++++ Extracted material ++++

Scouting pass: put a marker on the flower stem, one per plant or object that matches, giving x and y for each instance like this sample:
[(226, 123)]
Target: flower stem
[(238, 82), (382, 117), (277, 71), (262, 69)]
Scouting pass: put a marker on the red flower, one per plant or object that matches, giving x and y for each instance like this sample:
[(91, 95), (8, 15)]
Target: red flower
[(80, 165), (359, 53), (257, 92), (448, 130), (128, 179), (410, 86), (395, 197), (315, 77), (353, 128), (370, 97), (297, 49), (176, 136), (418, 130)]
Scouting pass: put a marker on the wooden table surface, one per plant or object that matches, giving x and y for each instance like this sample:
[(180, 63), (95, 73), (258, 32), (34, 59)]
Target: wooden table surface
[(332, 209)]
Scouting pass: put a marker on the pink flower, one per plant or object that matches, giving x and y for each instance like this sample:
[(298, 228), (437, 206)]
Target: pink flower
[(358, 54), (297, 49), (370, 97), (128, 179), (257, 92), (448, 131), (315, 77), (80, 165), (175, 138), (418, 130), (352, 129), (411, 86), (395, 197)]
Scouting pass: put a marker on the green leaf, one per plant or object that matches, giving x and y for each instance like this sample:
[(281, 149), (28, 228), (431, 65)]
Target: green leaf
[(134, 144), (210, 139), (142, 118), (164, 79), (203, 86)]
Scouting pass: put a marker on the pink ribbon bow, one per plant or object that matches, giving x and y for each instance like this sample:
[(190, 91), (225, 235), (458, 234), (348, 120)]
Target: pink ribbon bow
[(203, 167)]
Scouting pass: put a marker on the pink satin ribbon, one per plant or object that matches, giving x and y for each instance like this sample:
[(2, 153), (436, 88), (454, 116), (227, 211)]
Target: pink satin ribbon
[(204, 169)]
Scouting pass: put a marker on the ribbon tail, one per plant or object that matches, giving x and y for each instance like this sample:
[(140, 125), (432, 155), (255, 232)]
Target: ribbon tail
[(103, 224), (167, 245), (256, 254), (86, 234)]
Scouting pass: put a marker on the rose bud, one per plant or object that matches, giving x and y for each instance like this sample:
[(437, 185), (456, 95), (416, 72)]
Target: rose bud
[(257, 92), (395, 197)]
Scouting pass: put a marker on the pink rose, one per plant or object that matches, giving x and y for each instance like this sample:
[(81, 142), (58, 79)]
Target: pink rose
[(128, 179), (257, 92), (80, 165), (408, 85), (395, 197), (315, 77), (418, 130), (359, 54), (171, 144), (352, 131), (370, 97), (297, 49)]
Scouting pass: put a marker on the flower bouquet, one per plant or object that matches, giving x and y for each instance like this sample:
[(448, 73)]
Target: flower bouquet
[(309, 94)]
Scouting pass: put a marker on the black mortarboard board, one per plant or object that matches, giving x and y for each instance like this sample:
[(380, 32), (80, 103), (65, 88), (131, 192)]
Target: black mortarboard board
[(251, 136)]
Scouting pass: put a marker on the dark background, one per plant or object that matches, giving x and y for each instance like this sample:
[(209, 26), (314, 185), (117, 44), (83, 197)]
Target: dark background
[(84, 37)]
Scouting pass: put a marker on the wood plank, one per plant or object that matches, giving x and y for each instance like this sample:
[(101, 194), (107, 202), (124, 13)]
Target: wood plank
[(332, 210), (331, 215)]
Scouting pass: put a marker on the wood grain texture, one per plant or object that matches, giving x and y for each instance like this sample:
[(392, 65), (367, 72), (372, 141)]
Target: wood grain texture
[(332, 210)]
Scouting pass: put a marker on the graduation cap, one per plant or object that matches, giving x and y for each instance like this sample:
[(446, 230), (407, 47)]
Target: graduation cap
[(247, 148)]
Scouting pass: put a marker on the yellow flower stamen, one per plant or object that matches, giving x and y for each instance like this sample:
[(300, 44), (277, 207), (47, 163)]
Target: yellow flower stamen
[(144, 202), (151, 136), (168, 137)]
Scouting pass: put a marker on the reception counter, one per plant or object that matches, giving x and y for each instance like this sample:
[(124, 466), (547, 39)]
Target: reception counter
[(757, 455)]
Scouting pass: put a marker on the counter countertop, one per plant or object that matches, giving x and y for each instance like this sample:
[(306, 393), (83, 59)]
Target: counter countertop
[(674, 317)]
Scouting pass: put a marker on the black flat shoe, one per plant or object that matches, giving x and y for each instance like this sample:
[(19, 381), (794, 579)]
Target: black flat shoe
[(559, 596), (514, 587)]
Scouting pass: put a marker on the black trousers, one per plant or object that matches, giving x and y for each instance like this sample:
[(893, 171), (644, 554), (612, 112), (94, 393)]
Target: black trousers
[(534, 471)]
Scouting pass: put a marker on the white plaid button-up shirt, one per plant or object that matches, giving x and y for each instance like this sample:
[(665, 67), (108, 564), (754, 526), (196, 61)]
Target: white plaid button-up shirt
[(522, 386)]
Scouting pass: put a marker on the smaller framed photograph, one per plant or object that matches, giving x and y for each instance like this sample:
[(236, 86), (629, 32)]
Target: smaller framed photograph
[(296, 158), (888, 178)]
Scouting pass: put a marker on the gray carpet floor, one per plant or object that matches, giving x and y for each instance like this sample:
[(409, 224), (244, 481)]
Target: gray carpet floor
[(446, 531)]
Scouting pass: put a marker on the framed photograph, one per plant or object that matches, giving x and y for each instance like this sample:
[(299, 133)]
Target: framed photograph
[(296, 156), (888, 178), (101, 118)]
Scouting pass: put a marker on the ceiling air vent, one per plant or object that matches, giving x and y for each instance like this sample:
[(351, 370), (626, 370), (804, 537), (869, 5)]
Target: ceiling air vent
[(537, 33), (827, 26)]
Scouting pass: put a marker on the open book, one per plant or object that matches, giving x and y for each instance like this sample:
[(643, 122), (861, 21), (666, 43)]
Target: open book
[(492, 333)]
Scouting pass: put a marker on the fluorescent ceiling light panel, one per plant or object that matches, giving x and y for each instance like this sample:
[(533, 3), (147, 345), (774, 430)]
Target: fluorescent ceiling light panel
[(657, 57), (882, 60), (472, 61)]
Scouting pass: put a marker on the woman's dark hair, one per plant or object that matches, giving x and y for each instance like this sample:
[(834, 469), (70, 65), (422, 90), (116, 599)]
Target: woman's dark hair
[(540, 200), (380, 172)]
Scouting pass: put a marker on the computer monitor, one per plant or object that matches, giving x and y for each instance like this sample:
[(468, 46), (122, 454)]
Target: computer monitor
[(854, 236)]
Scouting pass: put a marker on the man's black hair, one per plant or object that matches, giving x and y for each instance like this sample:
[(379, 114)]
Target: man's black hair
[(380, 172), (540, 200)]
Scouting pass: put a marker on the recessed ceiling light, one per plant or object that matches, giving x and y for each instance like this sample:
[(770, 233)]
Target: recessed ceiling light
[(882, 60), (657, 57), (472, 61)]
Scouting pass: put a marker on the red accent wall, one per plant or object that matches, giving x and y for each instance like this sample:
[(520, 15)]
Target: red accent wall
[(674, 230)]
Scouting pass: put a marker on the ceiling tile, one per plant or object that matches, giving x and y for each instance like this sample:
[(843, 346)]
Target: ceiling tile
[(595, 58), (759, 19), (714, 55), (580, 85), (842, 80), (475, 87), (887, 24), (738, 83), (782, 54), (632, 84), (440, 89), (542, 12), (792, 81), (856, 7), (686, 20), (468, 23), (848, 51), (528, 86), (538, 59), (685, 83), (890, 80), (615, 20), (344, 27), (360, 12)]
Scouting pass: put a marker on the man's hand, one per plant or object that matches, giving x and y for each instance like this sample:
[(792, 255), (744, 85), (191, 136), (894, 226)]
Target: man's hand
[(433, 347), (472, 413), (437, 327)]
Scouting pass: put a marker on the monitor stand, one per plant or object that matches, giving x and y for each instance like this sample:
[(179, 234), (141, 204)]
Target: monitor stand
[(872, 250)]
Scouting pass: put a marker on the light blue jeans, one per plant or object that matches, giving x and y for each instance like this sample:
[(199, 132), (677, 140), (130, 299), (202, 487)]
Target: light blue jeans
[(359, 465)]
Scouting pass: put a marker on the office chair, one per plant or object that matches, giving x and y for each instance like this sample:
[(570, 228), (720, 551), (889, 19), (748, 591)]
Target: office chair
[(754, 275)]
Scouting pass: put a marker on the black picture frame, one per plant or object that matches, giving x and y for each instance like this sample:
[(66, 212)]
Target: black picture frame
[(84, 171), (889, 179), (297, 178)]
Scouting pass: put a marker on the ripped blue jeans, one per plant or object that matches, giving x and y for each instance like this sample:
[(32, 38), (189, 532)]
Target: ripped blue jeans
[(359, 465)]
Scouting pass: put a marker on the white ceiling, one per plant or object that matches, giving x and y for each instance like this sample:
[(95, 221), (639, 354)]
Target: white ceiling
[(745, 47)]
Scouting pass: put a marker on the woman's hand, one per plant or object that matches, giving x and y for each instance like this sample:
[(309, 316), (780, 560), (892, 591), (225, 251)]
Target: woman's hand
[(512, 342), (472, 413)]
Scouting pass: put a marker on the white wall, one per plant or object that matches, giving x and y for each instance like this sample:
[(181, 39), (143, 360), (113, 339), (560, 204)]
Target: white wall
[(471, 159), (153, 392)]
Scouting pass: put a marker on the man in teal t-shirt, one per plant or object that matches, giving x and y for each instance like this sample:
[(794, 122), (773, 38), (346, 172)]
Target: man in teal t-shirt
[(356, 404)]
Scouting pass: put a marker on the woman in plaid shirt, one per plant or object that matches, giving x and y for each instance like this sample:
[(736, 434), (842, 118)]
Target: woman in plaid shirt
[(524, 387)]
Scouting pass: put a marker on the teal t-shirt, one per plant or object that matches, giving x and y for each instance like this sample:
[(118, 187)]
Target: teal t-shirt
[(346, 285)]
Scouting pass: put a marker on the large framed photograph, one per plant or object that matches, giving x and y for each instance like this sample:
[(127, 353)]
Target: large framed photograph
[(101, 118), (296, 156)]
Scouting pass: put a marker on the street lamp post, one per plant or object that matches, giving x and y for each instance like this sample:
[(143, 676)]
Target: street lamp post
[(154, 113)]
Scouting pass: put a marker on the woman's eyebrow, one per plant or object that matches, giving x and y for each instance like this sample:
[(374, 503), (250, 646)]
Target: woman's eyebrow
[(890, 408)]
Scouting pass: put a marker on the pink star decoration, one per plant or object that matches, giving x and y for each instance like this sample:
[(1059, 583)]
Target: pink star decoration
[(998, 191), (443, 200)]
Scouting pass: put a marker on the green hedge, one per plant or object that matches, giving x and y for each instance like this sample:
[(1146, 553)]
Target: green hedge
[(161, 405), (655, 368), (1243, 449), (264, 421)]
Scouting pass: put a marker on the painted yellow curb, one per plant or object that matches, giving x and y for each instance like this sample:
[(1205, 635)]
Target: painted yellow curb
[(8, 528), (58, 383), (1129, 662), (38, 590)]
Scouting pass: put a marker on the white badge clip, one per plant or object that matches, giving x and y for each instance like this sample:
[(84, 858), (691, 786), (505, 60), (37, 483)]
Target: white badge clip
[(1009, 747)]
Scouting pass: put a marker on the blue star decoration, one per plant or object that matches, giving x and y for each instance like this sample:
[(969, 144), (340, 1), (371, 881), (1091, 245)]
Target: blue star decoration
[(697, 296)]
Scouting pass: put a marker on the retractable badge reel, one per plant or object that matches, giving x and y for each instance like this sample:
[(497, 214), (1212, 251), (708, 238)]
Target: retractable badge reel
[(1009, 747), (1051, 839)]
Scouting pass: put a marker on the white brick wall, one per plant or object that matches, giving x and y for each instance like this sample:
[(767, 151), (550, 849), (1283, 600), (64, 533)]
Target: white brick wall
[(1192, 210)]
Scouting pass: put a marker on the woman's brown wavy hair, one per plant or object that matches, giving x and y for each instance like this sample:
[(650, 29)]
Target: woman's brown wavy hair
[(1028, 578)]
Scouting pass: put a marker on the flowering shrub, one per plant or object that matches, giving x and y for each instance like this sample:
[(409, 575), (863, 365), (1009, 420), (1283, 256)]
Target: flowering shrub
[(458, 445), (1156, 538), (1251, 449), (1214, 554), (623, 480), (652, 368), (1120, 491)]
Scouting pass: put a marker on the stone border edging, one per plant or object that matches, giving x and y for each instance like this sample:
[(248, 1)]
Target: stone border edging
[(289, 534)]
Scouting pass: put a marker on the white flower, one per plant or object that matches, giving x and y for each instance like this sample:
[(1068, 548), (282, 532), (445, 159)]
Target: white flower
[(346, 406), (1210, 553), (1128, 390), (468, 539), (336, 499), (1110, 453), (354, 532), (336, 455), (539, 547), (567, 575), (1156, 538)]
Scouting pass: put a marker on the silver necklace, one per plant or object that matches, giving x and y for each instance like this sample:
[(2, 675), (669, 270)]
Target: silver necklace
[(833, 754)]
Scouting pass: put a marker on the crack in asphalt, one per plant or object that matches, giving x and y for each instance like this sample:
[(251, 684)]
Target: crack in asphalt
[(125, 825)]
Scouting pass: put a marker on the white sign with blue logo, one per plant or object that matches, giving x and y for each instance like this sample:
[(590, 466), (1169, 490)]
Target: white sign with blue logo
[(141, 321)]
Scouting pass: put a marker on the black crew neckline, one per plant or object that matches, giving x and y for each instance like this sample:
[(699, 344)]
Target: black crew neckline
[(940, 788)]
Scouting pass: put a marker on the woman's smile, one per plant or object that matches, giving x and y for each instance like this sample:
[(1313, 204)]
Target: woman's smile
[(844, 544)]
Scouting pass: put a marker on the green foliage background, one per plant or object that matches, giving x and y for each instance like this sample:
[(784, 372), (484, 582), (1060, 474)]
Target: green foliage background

++++

Written exercise: Quote the data word for word, starting with the line that contains "Scouting pass: put a marker on the black crew" and going on through the end of the data.

Written solution:
Scouting pass: put a marker on the black crew neckline, one per plant or object that matches, giving x and y for each instance like this sample:
[(699, 344)]
Target: black crew neckline
[(940, 788)]
Scouting pass: put a marker on the woman's smile, one per plant or object that matches, giving x and y for each instance like this sample:
[(1313, 204)]
Target: woman's smile
[(844, 544)]
Scouting pass: put a marker on the green foliage background, one per plant or object that matches, giving x and y for each instance like this sample:
[(784, 372), (484, 582), (1060, 474)]
Target: green foliage background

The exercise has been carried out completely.